** START **

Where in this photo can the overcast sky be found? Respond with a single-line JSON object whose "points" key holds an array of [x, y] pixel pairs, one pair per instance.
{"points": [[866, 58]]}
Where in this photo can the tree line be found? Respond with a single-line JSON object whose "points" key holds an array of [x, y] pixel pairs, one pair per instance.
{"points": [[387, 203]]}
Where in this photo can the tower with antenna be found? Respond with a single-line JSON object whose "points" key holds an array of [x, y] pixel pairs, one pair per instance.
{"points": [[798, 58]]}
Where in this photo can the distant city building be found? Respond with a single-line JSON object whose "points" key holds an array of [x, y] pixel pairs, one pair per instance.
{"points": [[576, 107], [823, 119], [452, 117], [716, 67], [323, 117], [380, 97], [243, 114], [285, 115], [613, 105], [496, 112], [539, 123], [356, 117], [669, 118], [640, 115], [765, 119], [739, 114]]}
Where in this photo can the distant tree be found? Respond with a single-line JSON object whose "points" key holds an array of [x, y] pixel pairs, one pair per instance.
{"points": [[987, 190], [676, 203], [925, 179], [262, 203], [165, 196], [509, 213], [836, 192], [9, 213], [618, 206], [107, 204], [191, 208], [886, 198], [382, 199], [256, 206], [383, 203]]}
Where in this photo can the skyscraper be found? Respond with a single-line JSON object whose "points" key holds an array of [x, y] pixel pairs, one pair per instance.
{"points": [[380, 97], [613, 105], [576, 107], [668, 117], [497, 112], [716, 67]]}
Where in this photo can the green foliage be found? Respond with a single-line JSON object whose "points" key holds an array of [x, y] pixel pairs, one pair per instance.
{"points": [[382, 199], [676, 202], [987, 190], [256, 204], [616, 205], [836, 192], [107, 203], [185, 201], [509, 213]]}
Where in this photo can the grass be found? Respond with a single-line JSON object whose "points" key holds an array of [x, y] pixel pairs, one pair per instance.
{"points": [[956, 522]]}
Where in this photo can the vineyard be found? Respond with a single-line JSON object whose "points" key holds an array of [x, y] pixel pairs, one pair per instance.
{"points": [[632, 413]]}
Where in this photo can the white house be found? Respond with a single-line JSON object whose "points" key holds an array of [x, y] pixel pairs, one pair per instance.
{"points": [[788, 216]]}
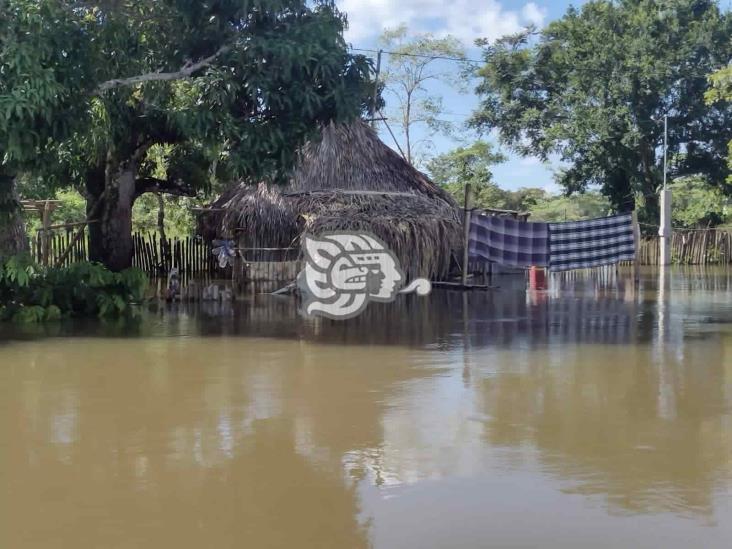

** END **

Please return each line of the items above that contains the word "foliage". Case counts when matching.

Where in this photo can the green foliage be found? Respond with a single-line JSON object whose "points" key holds an array of [x, y] pixel pairs, one pair per instance.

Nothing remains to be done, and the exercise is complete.